Exercise requirements
An exact copy of every record below is needed, with the pictures left out.

##### Data supplied

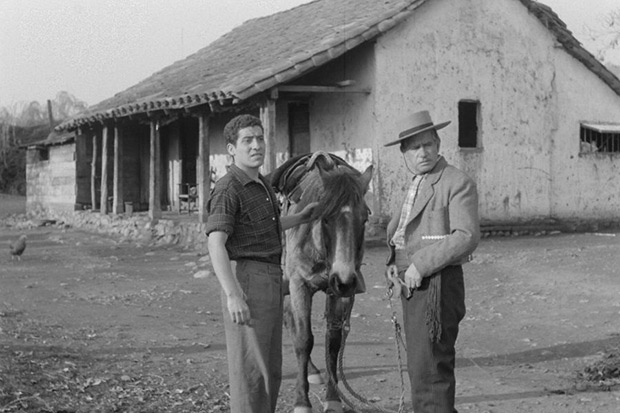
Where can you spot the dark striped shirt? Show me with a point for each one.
(248, 213)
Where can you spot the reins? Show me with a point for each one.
(345, 325)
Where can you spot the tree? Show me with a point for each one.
(607, 36)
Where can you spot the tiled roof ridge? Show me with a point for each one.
(570, 44)
(233, 90)
(294, 66)
(302, 63)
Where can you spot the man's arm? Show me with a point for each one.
(237, 306)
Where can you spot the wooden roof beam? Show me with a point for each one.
(321, 89)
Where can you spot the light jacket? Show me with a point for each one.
(443, 227)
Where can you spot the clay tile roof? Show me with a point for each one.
(572, 46)
(257, 55)
(264, 52)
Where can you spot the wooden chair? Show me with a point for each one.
(188, 195)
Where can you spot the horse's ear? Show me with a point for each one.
(366, 178)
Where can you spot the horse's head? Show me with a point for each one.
(338, 229)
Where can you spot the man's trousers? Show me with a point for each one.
(431, 365)
(255, 350)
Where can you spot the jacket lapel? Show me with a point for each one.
(427, 189)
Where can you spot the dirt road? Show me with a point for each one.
(88, 324)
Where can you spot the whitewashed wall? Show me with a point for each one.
(51, 183)
(495, 52)
(584, 185)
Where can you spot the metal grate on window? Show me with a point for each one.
(599, 138)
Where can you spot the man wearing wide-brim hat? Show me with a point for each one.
(430, 236)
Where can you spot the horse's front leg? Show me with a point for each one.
(303, 341)
(337, 311)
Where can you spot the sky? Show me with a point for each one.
(96, 48)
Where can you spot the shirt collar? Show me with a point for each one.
(243, 177)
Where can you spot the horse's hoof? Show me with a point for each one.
(332, 407)
(315, 379)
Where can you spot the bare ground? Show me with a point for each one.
(91, 324)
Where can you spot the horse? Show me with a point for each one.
(325, 255)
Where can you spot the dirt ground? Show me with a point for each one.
(91, 324)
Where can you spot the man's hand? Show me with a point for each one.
(239, 310)
(413, 279)
(393, 282)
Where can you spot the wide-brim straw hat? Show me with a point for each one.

##########

Solution for this exercise
Where can you spot the dark striped shirt? Show me with a point for each one.
(248, 213)
Where can you spot the reins? Show me with a point for each one.
(345, 325)
Where can you spot the tree? Show me with a point for each one.
(607, 36)
Where can you spot the tiled roof ridge? Show me with a point for each one.
(570, 44)
(233, 90)
(294, 66)
(302, 63)
Where can you spot the man's arm? Show me with a point for each one.
(237, 306)
Where can you spot the wooden roof beam? Show me with a point for each one.
(321, 89)
Where can you spot the light jacket? Show me with a point for each one.
(443, 227)
Where can you spot the clay tile roof? Show me with a point for each one.
(572, 46)
(257, 55)
(264, 52)
Where can you spot the wooden chair? Show me with a point for each one.
(188, 195)
Where can you spot the horse's ear? Show me with a point for each one.
(366, 178)
Where can you spot the horse's head? Show me with a point for each one.
(338, 229)
Where can you spot the man's trousers? Show me with a point for each one.
(431, 365)
(255, 350)
Where can you spot the jacket lapel? Show me with a point for each one.
(427, 189)
Where can you spot the dirt road? Show me with a point for each one.
(88, 324)
Where can you spot the whitewashed wall? Show me with a point for each one.
(51, 183)
(495, 52)
(584, 185)
Where can you spot the metal grate on window? Show me with a point for each one.
(599, 138)
Where can you spot the man wearing wide-brim hat? Show me with a point for each one.
(430, 236)
Where can you spot the horse's front leg? Show me with a point for each one.
(303, 341)
(337, 311)
Where can you spot the sky? Show me with a point for each one.
(96, 48)
Where can you spot the shirt collar? Show me with a point for each one.
(243, 177)
Where can you spot the horse's hoof? Show me with a point for each one.
(332, 407)
(315, 379)
Where can you spot the bare ground? Show me with a point for each one.
(91, 324)
Where can you spot the horse? Show me with a point for each one.
(325, 255)
Where can you spot the dirt ground? Show me with a point for each one.
(91, 324)
Where can you spot the man's hand? Show me with a point for each one.
(239, 310)
(413, 279)
(393, 282)
Where can you spot the wide-brim straw hat? Show me with a point for each one.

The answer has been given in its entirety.